Rewrite all the entries below as one numbered list with one line per item. Skip blank lines and leave out the pictures.

* BEGIN Material provided *

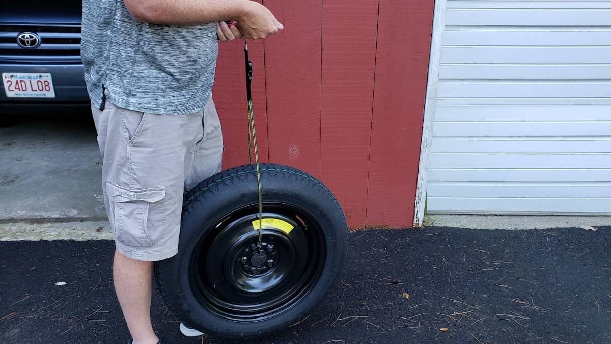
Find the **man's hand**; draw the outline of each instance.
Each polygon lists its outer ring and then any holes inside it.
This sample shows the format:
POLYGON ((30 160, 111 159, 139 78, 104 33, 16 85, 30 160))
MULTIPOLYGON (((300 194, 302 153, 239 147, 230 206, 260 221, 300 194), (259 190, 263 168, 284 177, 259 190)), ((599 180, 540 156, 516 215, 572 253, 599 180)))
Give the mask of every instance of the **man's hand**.
POLYGON ((223 42, 233 40, 236 38, 242 38, 242 32, 235 24, 230 26, 224 21, 219 21, 216 23, 216 37, 219 40, 223 42))
POLYGON ((269 10, 254 1, 249 2, 237 20, 240 32, 249 39, 266 38, 284 28, 269 10))
MULTIPOLYGON (((134 19, 142 23, 181 26, 236 20, 240 34, 249 39, 265 38, 283 28, 269 10, 251 0, 123 0, 123 3, 134 19)), ((230 34, 219 25, 225 38, 231 39, 232 34, 237 38, 235 29, 230 28, 230 34)))

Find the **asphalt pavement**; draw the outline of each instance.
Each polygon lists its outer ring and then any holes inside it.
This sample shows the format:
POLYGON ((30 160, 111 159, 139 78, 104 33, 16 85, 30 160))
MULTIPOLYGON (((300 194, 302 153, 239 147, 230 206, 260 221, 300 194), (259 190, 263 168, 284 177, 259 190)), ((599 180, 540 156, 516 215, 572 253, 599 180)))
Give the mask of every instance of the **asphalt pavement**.
MULTIPOLYGON (((156 291, 153 324, 170 343, 611 343, 610 230, 356 231, 335 288, 280 333, 185 338, 156 291)), ((0 242, 0 343, 125 343, 113 249, 0 242)))

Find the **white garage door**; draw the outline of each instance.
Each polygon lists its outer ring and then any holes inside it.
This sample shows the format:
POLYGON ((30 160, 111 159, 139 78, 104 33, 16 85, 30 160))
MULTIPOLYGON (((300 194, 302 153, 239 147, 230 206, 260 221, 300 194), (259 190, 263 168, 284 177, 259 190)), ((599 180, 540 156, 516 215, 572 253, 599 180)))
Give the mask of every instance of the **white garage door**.
POLYGON ((611 213, 611 1, 446 7, 426 208, 611 213))

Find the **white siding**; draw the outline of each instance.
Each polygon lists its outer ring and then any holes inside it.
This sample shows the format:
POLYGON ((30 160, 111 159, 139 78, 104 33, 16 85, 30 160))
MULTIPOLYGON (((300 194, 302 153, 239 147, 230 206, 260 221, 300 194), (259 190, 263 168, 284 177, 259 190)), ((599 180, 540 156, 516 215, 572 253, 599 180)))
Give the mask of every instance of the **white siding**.
POLYGON ((427 211, 611 214, 611 1, 445 14, 427 211))

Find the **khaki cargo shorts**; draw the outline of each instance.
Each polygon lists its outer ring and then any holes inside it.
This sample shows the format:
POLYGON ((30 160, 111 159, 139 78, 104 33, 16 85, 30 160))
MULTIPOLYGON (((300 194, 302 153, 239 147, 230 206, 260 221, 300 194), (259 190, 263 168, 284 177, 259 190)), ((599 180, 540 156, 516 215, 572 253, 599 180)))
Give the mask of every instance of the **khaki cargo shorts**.
POLYGON ((183 196, 221 171, 221 122, 211 96, 202 111, 160 115, 92 107, 102 154, 104 202, 117 250, 132 259, 176 254, 183 196))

* END Material provided *

* _Solution for this task_
1. Find the **man's hand**; draw the outline of each instance.
2. Each polygon lists its outer ring and then any holes inside it.
3. This sample shows the format:
4. POLYGON ((30 160, 111 159, 139 78, 104 33, 16 85, 30 160))
5. MULTIPOLYGON (((300 194, 302 153, 239 147, 230 206, 260 221, 300 194), (259 190, 263 168, 284 177, 259 190)), ((599 180, 540 156, 516 215, 572 253, 599 180)))
6. Give the mask of every instance of the **man's hand**.
7. POLYGON ((223 42, 233 40, 236 38, 242 38, 242 32, 235 24, 230 26, 224 21, 219 21, 216 23, 216 37, 219 40, 223 42))
8. POLYGON ((269 10, 254 1, 249 2, 237 20, 240 32, 249 39, 266 38, 284 28, 269 10))
9. MULTIPOLYGON (((134 19, 142 23, 181 26, 236 20, 240 34, 249 39, 265 38, 283 28, 269 10, 251 0, 123 0, 123 3, 134 19)), ((230 34, 219 25, 225 38, 231 39, 232 34, 237 38, 235 29, 230 28, 230 34)))
10. Find the **asphalt pavement**; draw the outline of each instance.
11. Each polygon lists its outer ring and then any holes inside it.
12. This sample shows the format:
13. POLYGON ((30 160, 111 159, 139 78, 104 33, 16 85, 30 160))
14. MULTIPOLYGON (((300 194, 302 153, 239 147, 230 206, 260 221, 300 194), (259 190, 263 168, 284 177, 259 190)), ((599 180, 540 156, 516 215, 572 253, 599 180)))
15. Give the mask of every instance of the **asphalt pavement**.
16. MULTIPOLYGON (((156 291, 153 324, 170 343, 611 343, 610 230, 356 231, 335 288, 280 333, 185 338, 156 291)), ((0 242, 0 343, 125 343, 113 249, 0 242)))
17. Find the **white garage door**; draw the outline of each instance.
18. Each polygon lists its outer ring and then any holes inside it.
19. This sample shows the format:
20. POLYGON ((30 160, 111 159, 139 78, 104 33, 16 85, 30 160))
21. MULTIPOLYGON (((300 194, 302 153, 239 147, 230 206, 260 221, 300 194), (259 190, 263 168, 284 177, 259 190)), ((599 180, 540 156, 516 215, 572 253, 599 180)))
22. Give the mask of every instance of the **white garage door**.
23. POLYGON ((611 213, 611 1, 446 7, 426 208, 611 213))
24. Find the **white siding**; draw the outline of each instance.
25. Each polygon lists its outer ring and then any holes inside it.
26. This sample shows the format:
27. POLYGON ((30 160, 111 159, 139 78, 104 33, 16 85, 30 160))
28. MULTIPOLYGON (((300 194, 302 153, 239 147, 230 206, 260 221, 300 194), (259 190, 263 168, 284 177, 259 190)), ((599 180, 540 156, 516 215, 572 253, 599 180)))
29. Give the mask of every instance of the **white siding**.
30. POLYGON ((427 211, 611 214, 611 1, 445 14, 427 211))
31. Find the **khaki cargo shorts**; draw the outline of each instance.
32. Each polygon lists its outer ring and then any holes inside it.
33. This sample shows the format:
34. POLYGON ((30 160, 111 159, 139 78, 104 33, 16 85, 30 160))
35. MULTIPOLYGON (((300 194, 302 153, 239 147, 230 206, 260 221, 300 194), (259 190, 263 168, 284 177, 259 190)), ((599 180, 540 156, 516 215, 572 253, 599 180)))
36. Give the mask of every instance of the **khaki cargo shorts**.
37. POLYGON ((183 196, 221 171, 221 122, 211 96, 202 111, 160 115, 92 107, 102 154, 104 202, 117 250, 132 259, 176 254, 183 196))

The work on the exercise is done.